- Consigne écrite a
Dans le texte sur le droit d'auteur, quel nom porte l'autorisation requise pour exploiter le travail d'un créatif ?

- Bloc de texte
»»

Attention aux formules magiques.
En tant que créatif professionnel, en marge de vos propres créations vous êtes très souvent amené à intégrer des contenus iconographiques ou textuels fournis par vos clients dans les projets qu’ils vous commandent.
Si vous assurer de l’origine de vos propres créations ne pose a priori pas de gros problème à moins de souffrir de troubles sévères de la personnalité, garantir la provenance du contenu fourni par certains clients peut être plus épineux. Lorsque le doute (voire la certitude) d’une infraction quelconque s’installe, que faire ? Qui est responsable ?
Le droit d’auteur et ses copains
Comme vous le savez déjà tout contenu créatif est protégé par défaut par le droit d’auteur, ce qui veut dire que sa reproduction et son exploitation sont forcément cadrées par la volonté de son auteur ou de ses ayants droits1 : pour exploiter le travail d’un créatif, une autorisation (appelée cession) doit être délivrée et la plupart du temps rémunérée2.
Malheureusement, tout le monde n’a pas votre conscience et il n’est pas rare de croiser des clients prenant des libertés avec ce principe de base.
Je travaille régulièrement avec un client, qui m’envoie systématiquement des « images d’Internet » pour faire ses mises en page. Cette fois en plus, il y a des gens connus dessus.
J’en ai un peu marre de devoir lui faire la morale à chaque fois (c’est vraiment comme ça que je le ressens « c’est pas bien de voler les images ! » ), mais il me semble que quoi qu’il en soit, c’est lui le responsable de ce qui est publié.
Dans tous les cas ai-je besoin de me protéger d’une façon ou d’une autre (en lui demandant de me signer un truc) ?
Cet extrait d’une discussion de forum résume un cas de conscience fréquemment croisé par le créatif freelance, surtout lorsqu’il travaille pour des TPE-PME. Dans certains secteurs professionnels en effet, le droit d’auteur (et parfois, comme c’est le cas ici, le droit à l’image) n’est qu’une très vague notion qui concerne les « artistes », et il est commun de considérer plus ou moins clairement que « tout ce qui est sur Internet est libre de droit ».

««

- Consigne écrite b
Parmi les lignes fournies ci-dessous, recopiez à l'identique celles qui vont de la ligne contenant « every van side » à la ligne contenant « [345,226,366,243] », ces deux lignes incluses.

- Lignes fournies

»»

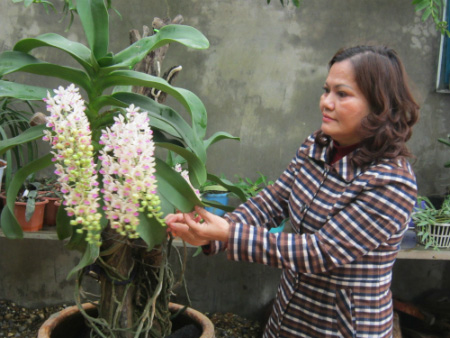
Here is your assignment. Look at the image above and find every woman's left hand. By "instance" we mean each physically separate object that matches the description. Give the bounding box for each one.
[166,206,230,246]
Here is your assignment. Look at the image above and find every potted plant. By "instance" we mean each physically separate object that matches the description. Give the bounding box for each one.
[39,176,63,226]
[0,0,237,337]
[412,195,450,249]
[412,134,450,248]
[0,96,38,193]
[0,177,48,232]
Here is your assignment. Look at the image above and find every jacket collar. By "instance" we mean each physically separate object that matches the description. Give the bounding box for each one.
[308,141,362,183]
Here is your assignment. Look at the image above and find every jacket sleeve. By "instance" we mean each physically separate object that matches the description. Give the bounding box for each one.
[228,160,416,273]
[207,135,314,255]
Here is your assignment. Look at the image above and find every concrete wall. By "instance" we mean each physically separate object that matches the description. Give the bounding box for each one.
[0,0,450,320]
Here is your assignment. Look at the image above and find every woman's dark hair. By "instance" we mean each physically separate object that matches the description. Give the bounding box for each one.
[316,46,419,166]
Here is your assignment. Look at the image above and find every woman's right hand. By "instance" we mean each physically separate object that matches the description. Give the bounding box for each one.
[165,213,210,246]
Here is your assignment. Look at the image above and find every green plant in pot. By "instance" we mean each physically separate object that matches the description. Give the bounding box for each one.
[412,135,450,249]
[0,97,38,194]
[0,0,239,337]
[412,195,450,249]
[0,175,48,232]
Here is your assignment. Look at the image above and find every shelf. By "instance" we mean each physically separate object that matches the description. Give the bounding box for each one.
[397,245,450,261]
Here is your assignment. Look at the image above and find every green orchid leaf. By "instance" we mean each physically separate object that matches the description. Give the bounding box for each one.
[0,154,53,238]
[112,93,206,162]
[0,51,91,92]
[0,125,46,156]
[156,143,206,188]
[207,174,247,202]
[155,158,203,212]
[0,80,50,101]
[99,70,207,139]
[77,0,109,60]
[137,213,167,251]
[204,132,240,149]
[13,33,93,72]
[113,25,209,68]
[67,244,100,279]
[92,92,178,137]
[202,195,236,212]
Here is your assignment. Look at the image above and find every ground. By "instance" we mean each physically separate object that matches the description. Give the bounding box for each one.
[0,300,261,338]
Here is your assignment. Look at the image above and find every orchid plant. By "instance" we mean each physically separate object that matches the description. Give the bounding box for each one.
[0,0,239,337]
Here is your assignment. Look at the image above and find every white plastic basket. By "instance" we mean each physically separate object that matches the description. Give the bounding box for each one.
[422,223,450,248]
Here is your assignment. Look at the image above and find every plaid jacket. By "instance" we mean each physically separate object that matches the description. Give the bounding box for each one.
[211,135,417,338]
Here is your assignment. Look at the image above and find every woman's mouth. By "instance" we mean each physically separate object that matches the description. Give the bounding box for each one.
[322,114,334,122]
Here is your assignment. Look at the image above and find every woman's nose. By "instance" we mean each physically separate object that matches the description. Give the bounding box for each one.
[322,93,334,110]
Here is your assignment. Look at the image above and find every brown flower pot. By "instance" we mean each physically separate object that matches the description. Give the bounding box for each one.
[37,303,215,338]
[44,197,61,226]
[1,195,48,232]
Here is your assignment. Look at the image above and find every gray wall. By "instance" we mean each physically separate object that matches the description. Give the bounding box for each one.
[0,0,450,320]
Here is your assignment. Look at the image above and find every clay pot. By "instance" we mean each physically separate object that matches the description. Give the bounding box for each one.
[44,197,61,226]
[0,195,48,232]
[37,303,215,338]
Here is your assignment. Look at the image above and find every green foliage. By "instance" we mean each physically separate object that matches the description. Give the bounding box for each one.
[412,195,450,249]
[236,171,273,199]
[438,134,450,168]
[0,0,239,256]
[0,97,38,190]
[412,0,450,37]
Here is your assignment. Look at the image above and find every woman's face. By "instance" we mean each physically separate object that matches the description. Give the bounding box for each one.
[320,60,370,146]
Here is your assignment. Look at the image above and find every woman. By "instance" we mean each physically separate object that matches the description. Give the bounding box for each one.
[167,46,419,338]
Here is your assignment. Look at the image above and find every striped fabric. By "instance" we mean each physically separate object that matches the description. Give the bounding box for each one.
[211,135,416,338]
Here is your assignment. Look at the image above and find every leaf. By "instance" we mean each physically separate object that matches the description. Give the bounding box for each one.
[0,80,50,101]
[0,51,91,92]
[25,198,36,222]
[0,125,46,156]
[13,33,93,72]
[207,174,247,202]
[156,143,206,188]
[421,8,432,21]
[415,0,430,12]
[112,93,206,162]
[113,25,209,68]
[0,154,53,238]
[203,131,240,149]
[96,70,207,139]
[137,213,167,251]
[155,158,203,212]
[77,0,109,60]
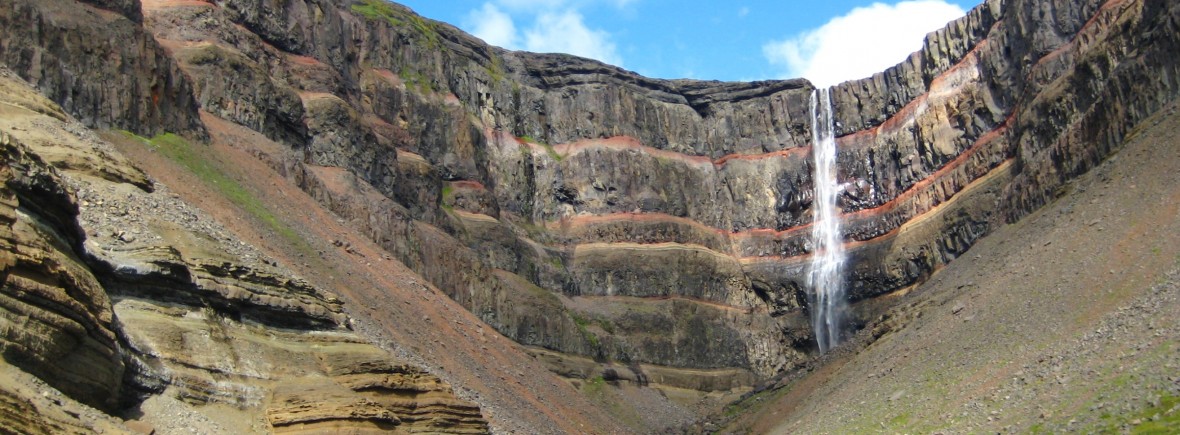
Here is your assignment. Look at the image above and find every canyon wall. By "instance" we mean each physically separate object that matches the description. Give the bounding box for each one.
[0,0,1180,429]
[138,0,1176,379]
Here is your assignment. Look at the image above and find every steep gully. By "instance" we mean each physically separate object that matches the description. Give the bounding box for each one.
[0,0,1180,431]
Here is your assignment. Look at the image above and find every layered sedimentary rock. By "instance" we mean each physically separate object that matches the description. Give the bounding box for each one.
[0,65,487,433]
[0,0,1180,427]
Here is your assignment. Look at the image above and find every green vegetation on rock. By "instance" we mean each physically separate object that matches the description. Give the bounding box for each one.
[120,131,315,253]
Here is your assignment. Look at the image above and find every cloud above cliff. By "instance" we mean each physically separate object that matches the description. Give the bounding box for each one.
[762,0,965,86]
[463,0,636,66]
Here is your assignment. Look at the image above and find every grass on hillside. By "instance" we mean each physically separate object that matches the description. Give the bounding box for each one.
[122,131,315,253]
[352,0,443,48]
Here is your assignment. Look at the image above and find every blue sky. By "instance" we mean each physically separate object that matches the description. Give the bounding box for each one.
[399,0,982,85]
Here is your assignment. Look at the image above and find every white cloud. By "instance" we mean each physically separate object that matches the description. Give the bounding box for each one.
[465,4,517,47]
[524,11,623,66]
[762,0,965,86]
[499,0,566,11]
[463,0,637,66]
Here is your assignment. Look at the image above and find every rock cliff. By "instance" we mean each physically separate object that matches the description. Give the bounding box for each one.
[0,0,1180,431]
[0,70,487,433]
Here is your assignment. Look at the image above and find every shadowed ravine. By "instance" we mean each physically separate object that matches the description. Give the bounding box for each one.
[0,0,1180,434]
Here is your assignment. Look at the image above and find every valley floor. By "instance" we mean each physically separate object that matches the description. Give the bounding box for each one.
[723,104,1180,434]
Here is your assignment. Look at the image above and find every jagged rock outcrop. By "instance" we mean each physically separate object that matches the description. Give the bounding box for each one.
[124,0,1175,389]
[0,65,489,433]
[0,0,1180,428]
[0,0,202,136]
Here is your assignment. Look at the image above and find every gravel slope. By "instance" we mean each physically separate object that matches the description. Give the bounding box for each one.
[723,99,1180,434]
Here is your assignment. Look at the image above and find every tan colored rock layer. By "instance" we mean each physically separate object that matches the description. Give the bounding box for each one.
[0,70,487,433]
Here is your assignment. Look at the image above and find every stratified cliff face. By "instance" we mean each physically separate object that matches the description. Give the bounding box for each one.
[122,0,1176,385]
[0,0,1180,429]
[0,68,487,434]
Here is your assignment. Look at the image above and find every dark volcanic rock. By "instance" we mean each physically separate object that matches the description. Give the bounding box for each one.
[0,0,1180,403]
[0,0,203,136]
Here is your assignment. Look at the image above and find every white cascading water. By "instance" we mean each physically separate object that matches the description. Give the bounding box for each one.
[807,88,846,352]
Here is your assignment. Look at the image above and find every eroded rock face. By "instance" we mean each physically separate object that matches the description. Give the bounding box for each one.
[126,0,1176,384]
[0,0,1180,419]
[0,0,202,136]
[0,70,487,433]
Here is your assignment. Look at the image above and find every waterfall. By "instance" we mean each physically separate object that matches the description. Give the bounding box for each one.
[807,88,846,352]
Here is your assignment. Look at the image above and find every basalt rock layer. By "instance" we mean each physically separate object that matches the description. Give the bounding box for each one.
[0,0,1180,424]
[131,0,1176,386]
[0,70,487,433]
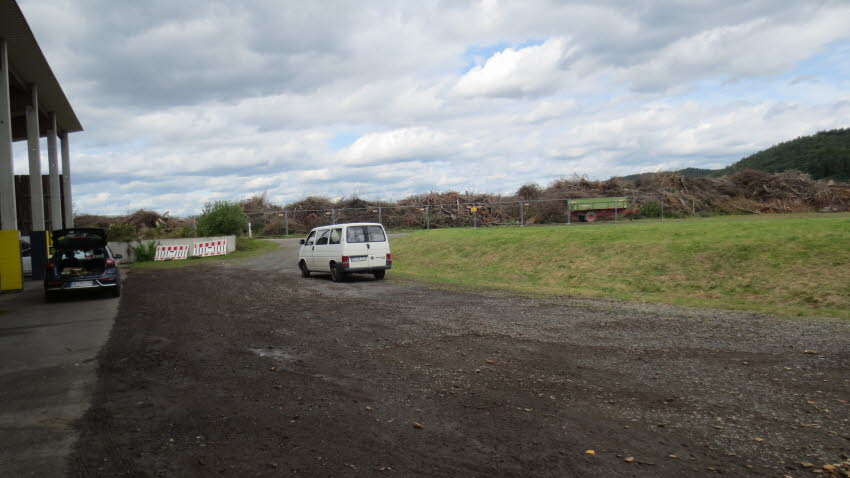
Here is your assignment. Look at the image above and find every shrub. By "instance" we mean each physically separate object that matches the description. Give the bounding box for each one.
[193,201,243,236]
[132,241,159,262]
[106,224,139,242]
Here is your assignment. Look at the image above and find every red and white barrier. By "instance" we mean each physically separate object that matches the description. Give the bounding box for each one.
[192,239,227,257]
[153,244,189,261]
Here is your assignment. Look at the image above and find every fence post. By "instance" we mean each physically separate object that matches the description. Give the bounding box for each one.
[519,202,525,227]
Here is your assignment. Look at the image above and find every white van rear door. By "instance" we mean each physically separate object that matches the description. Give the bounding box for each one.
[363,225,390,267]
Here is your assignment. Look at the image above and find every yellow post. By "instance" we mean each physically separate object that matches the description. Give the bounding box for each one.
[0,230,24,290]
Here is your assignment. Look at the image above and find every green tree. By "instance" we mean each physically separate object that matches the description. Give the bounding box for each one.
[198,201,248,236]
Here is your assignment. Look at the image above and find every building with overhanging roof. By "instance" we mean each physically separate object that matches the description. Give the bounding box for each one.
[0,0,83,290]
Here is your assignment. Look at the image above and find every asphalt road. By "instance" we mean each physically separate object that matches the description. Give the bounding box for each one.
[71,241,850,477]
[0,281,118,477]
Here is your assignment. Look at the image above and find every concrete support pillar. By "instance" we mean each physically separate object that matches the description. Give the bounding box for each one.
[0,38,23,290]
[0,38,18,231]
[27,85,44,231]
[27,85,47,280]
[59,131,74,228]
[47,112,62,231]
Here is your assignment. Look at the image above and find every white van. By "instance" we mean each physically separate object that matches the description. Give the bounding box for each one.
[298,222,393,282]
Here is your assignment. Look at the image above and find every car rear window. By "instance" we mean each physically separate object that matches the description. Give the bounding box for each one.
[345,226,387,243]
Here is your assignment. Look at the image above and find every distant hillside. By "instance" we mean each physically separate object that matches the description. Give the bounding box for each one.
[622,128,850,181]
[722,128,850,181]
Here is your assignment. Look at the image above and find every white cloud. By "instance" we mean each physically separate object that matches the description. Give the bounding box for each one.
[15,0,850,214]
[453,38,569,96]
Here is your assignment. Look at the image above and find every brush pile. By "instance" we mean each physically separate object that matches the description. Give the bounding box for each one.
[76,169,850,237]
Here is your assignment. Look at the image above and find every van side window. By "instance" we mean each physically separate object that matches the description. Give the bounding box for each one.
[316,229,330,246]
[345,226,387,243]
[366,226,387,242]
[330,229,342,244]
[345,226,366,243]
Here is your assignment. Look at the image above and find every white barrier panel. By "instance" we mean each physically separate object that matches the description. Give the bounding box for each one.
[192,239,227,257]
[153,245,189,261]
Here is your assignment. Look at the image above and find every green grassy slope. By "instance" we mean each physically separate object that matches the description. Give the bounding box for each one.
[392,213,850,318]
[723,128,850,181]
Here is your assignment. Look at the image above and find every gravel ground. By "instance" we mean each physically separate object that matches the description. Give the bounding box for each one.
[70,241,850,477]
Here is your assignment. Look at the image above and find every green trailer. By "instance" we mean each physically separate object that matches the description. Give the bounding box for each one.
[567,197,637,222]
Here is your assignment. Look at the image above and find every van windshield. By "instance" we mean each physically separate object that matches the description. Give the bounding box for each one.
[345,226,387,243]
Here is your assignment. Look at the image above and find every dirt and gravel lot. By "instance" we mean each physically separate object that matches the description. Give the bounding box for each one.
[70,241,850,477]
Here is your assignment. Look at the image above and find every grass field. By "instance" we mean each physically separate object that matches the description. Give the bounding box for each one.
[128,237,278,269]
[392,213,850,318]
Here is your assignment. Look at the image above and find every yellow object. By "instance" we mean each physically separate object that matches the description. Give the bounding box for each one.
[0,230,24,290]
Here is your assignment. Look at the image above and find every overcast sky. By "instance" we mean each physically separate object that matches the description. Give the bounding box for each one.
[15,0,850,214]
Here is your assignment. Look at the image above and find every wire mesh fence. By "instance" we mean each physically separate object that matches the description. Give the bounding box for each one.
[248,195,684,236]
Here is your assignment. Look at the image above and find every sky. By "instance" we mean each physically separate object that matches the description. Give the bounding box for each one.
[15,0,850,215]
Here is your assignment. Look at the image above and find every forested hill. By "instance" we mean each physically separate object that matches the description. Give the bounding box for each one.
[721,128,850,181]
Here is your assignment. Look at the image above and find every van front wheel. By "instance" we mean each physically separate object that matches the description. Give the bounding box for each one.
[331,265,345,282]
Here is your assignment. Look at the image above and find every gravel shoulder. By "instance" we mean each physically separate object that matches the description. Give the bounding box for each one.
[70,240,850,477]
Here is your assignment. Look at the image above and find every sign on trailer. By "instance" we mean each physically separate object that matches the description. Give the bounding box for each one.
[153,244,189,261]
[192,239,227,257]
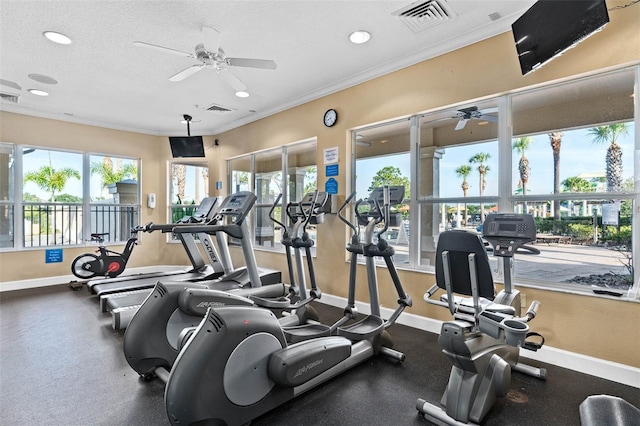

««

- Réponse complète a
Une cession.

- Réponse complète b
Here is your assignment. Look at the image above and find every van side window. By "instance" we mean each physically separate object that matches the description. Give the bounding box for each one.
[316,229,330,246]
[345,226,387,243]
[366,226,387,242]
[330,229,342,244]
[345,226,366,243]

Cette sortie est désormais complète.